» **What to produce**
Could you lay out the records below as a Markdown table with the columns "Row" and "Line", numbering each line and skipping blank lines? Leave the pictures out of your answer.

» **Data to process**
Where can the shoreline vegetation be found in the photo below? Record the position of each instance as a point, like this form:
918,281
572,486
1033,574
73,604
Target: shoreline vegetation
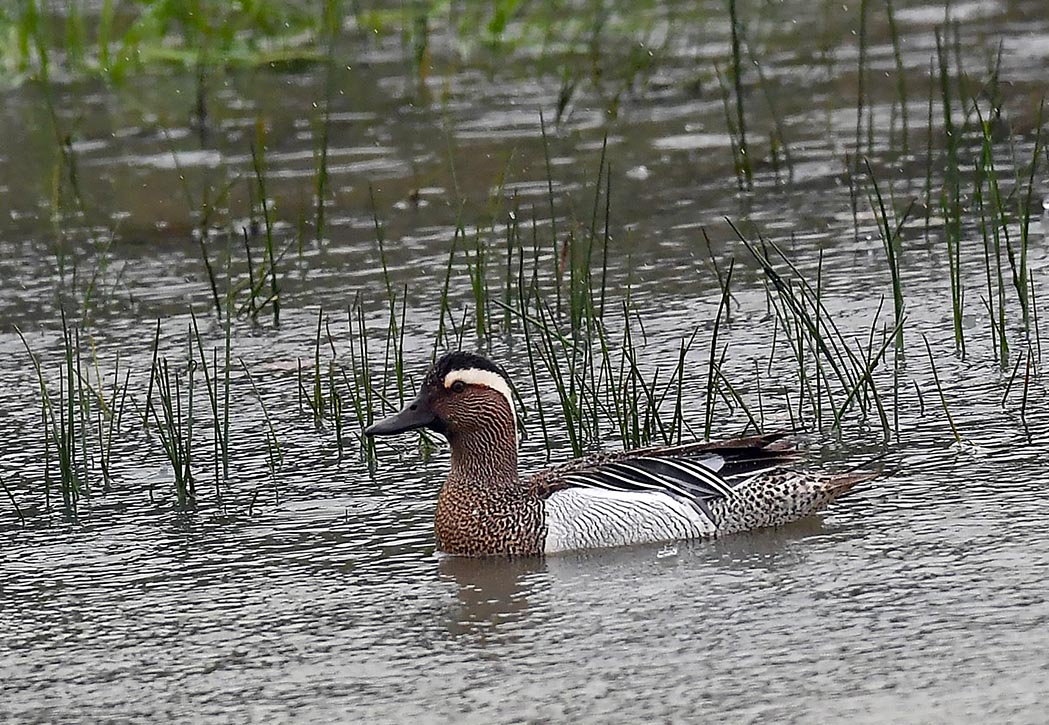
526,276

» **Output**
| Row | Line |
|---|---|
| 1 | Where can the shoreline vegetation be found in the photo below? Record the position of each instance as a point, like this form: |
| 2 | 918,281 |
| 3 | 572,486 |
| 4 | 1033,574 |
| 5 | 73,604 |
| 6 | Target: shoreline vegetation |
| 7 | 526,276 |